%%

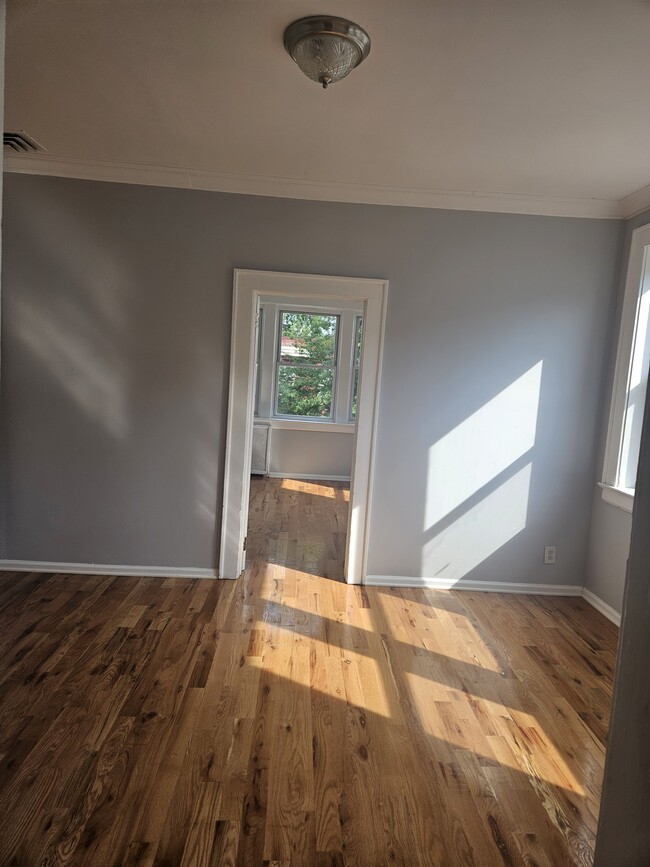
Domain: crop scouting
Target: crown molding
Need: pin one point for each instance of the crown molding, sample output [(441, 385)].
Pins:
[(636, 203), (295, 188)]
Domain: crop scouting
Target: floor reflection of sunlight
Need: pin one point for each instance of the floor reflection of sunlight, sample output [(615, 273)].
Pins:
[(325, 489)]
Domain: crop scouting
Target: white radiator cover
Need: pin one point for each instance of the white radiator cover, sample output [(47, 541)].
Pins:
[(261, 457)]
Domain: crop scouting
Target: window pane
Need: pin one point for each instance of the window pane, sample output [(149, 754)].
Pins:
[(637, 385), (308, 338), (357, 345), (355, 387), (305, 392)]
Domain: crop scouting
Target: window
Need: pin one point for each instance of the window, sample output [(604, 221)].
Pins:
[(356, 361), (306, 364), (259, 327), (631, 378)]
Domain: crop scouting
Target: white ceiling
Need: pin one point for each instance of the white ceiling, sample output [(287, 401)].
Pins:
[(522, 101)]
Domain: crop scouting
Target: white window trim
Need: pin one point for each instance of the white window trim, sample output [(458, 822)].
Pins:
[(249, 286), (612, 492), (313, 424)]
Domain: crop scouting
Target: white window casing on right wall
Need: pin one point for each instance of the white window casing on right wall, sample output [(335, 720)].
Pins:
[(630, 378)]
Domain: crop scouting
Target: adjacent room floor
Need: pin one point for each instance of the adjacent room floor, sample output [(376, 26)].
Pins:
[(289, 719), (300, 524)]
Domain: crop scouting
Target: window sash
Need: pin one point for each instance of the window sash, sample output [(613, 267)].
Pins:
[(306, 365), (631, 375), (357, 338)]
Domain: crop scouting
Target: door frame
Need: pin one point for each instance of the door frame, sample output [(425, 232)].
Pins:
[(249, 286)]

%%

__WHAT THE EXERCISE ASKS__
Pull out every line of the material above that contains the word "ceiling".

__FULL RESPONSE__
Target: white ceiling
Need: pin one point for each instance of the white ceiling, sample output [(287, 401)].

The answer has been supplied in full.